* What you need to do *
Omit all pictures and give the records below again exactly as written.

(Point annotations for photos)
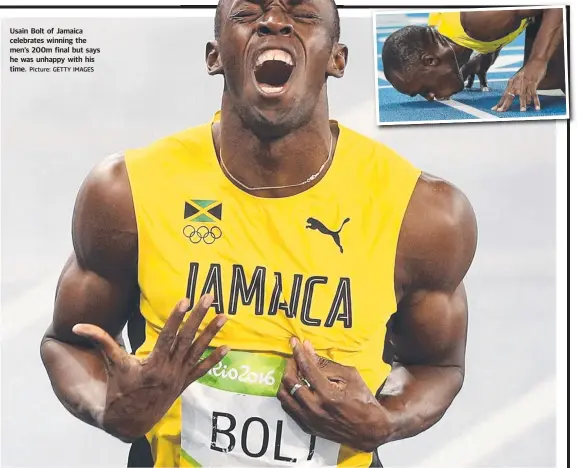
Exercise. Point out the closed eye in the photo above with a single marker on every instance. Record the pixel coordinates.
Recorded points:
(244, 14)
(306, 15)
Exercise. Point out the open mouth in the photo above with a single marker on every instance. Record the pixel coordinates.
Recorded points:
(273, 70)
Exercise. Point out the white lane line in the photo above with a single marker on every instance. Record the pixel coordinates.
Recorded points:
(492, 80)
(500, 428)
(469, 109)
(31, 306)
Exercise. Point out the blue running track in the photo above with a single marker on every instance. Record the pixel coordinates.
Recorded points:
(396, 108)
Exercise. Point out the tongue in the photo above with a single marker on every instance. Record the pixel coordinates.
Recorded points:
(273, 73)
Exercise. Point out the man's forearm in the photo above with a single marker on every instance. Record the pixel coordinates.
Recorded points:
(416, 397)
(78, 377)
(549, 35)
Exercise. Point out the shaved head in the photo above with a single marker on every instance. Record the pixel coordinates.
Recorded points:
(221, 6)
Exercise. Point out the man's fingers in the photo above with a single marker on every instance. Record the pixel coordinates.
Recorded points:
(108, 346)
(523, 96)
(294, 409)
(536, 100)
(201, 368)
(168, 333)
(308, 367)
(508, 99)
(204, 339)
(187, 334)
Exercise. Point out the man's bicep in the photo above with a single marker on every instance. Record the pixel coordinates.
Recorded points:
(431, 328)
(99, 283)
(83, 296)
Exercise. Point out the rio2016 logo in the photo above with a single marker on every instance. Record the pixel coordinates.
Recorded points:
(243, 374)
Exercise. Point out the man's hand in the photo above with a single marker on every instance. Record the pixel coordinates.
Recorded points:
(525, 85)
(332, 400)
(140, 392)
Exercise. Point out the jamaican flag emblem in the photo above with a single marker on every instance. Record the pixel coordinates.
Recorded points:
(203, 211)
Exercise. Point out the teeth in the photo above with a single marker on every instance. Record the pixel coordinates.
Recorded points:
(274, 54)
(268, 89)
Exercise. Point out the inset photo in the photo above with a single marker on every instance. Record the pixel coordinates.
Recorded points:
(472, 65)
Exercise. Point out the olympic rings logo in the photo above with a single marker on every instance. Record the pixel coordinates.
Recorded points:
(202, 234)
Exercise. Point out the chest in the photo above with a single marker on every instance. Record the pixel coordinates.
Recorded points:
(317, 268)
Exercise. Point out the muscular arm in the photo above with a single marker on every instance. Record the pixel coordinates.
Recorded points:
(436, 247)
(98, 285)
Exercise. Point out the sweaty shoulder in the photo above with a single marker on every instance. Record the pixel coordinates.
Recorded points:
(438, 237)
(104, 226)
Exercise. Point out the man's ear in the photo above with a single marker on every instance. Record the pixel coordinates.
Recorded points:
(338, 61)
(213, 58)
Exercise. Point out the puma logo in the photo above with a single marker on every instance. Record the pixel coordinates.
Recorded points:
(317, 225)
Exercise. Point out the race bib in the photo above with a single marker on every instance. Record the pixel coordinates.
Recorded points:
(231, 417)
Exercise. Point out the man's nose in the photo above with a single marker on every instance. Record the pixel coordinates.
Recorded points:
(275, 23)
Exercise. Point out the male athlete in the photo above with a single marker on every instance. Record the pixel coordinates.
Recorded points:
(284, 357)
(434, 61)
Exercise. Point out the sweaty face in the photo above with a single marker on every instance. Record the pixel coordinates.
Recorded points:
(437, 82)
(275, 56)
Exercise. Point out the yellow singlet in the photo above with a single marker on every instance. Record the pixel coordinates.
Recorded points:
(449, 25)
(318, 265)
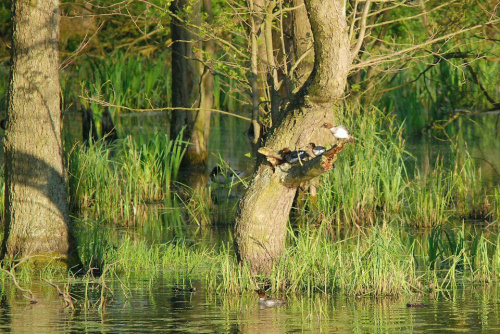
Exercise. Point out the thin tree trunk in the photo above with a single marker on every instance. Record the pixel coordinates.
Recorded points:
(265, 208)
(186, 87)
(35, 193)
(197, 153)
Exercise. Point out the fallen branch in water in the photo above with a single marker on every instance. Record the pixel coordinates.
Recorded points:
(66, 297)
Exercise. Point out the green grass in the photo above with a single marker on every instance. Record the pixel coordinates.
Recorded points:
(374, 261)
(370, 181)
(115, 182)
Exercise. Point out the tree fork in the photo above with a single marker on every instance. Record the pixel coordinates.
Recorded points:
(265, 208)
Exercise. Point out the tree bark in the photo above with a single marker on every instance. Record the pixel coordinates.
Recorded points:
(35, 192)
(265, 208)
(192, 82)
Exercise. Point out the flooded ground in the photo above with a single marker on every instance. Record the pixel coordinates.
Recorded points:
(159, 308)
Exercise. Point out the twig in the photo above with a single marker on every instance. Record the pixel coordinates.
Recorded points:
(31, 296)
(107, 104)
(66, 297)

* Response *
Exercise. Point out the closed eye in the photo above with a single marker on every instance. Record the pixel coordinates.
Recorded points:
(244, 14)
(306, 15)
Exercise. Point out the open mouth in the photo above with a single marker on every instance. Record the pixel coordinates.
Recorded points:
(273, 70)
Exercise. Point out the white lane line in the photo above with a single marker on every instance. Record the pixel coordinates.
Recorded points:
(492, 80)
(500, 428)
(469, 109)
(31, 306)
Exercise. Point out the blue running track in the photo above with a single marker on every instance. Record the pixel coordinates.
Recorded points:
(396, 108)
Exercise. Point out the tongue in the photo above with a single marker on every instance. Record the pixel coordinates.
Recorded points:
(273, 73)
Exercise. Point out the man's forearm in the photo above with a single marker on every instance. Record the pixel coordinates.
Recorded points:
(416, 397)
(78, 377)
(549, 35)
Exercise. Point out the shaved head in the photo above with a single marker on every instance. Record the pixel coordinates.
Recorded points:
(221, 6)
Exercise. Point out the man's fingers in the photo above with a single marker on every instance. Record the pixel coordinates.
Recorded points:
(108, 346)
(523, 96)
(294, 409)
(536, 100)
(201, 368)
(168, 333)
(308, 367)
(508, 99)
(204, 339)
(187, 334)
Exercise. Point out the man's bicep in the photo above with a single marker on every instance. Record the pixel coordinates.
Recorded points:
(431, 328)
(99, 283)
(83, 296)
Exercise. Point out the rio2016 logo in the photo above with a single marker on every instance. Record the pixel coordinates.
Recorded points:
(243, 374)
Exercise. Point out the man's hand in the photo above with a single marker on every instance. Record the pixel coordinates.
Recorded points:
(525, 85)
(332, 400)
(140, 392)
Exercise. Point out the jamaican flag emblem in the photo above with a single marker on every instance. Record the pixel coordinates.
Recorded points:
(203, 211)
Exercise. Point out the teeth in the photo above with a single marker on every instance. Record the pixel coordinates.
Recorded points:
(274, 54)
(268, 89)
Exercise. Point out the inset photo in the photo above with a single marker on every instance. Record the pixel coordinates.
Recorded points:
(472, 65)
Exercise. Point out the olympic rings logo in the photo above with a single marker on every instance. Record the pixel coordinates.
Recorded points:
(202, 234)
Exercise. Point out the chest in the photo above with a single marker on every instance. Record the pixel coordinates.
Recorded points:
(317, 268)
Exercise. Point out the muscular arm in the photo above with a single marker on every instance. Record the pixel coordinates.
Recorded points:
(436, 247)
(98, 285)
Exercise. Point out the sweaty shoulder in the photo above with a single marker on every instance. Record the pixel coordinates.
Recorded points:
(438, 237)
(104, 226)
Exercise. Point out the man's ear in the photo above with a single marker on every instance. Record the pixel coordinates.
Recorded points:
(338, 61)
(213, 58)
Exercise. Point out the puma logo in the photo above with a single marker on every instance. Record the pixel coordinates.
Recorded points:
(317, 225)
Exercise. Point out the race bib in the photo above with a single marker on every instance. Record the pixel coordinates.
Recorded points:
(231, 417)
Exercise. Point out the man's nose in the photo above with a single marker on every instance. Record the pixel coordinates.
Recorded points:
(275, 23)
Exercise. Point out the male athlete in the photo above with a single marker on every instance. Record the pixel coordinates.
Recorded points:
(284, 357)
(434, 61)
Exercise. Point out the sweaty face in the photo above with a single marker on every instance. Record the pixel coordinates.
Recorded points:
(437, 82)
(275, 56)
Exercise. Point out the yellow singlet in the photo above with a single marker on every instance. Record the pixel coordinates.
Recorded points:
(449, 25)
(318, 265)
Exercise. Point out the thin tree trunk in the photo above with a single marker on every instance. Record the pixel coordinates.
Recorded points:
(265, 208)
(186, 87)
(35, 193)
(197, 153)
Exercise. Point out the fallen branch in water in the photo above with a single marker on every instance. Record the pixel coordinates.
Recorded points:
(66, 297)
Exercise. Point out the green grass in the photo above with a single marker on every instance. Record the pixel coordinates.
Recorded points:
(374, 261)
(370, 181)
(115, 182)
Exercise. Point out the tree fork in the photo above with a single marker on every instance. Record the pixel coordinates.
Recorded points:
(265, 208)
Exercise. Point out the tree bark in the photo above with a single marker on every instance. Record the pixel coordinates.
Recorded points:
(35, 192)
(265, 208)
(192, 82)
Exercise. Point out the flooded ground in the photo above with a single marker on every instance. Record the pixel coordinates.
Recorded points:
(159, 308)
Exercise. Point out the twig in the photo above with a single marker on every instance. Record the pixel coordinates.
Recorded points:
(31, 296)
(107, 104)
(66, 297)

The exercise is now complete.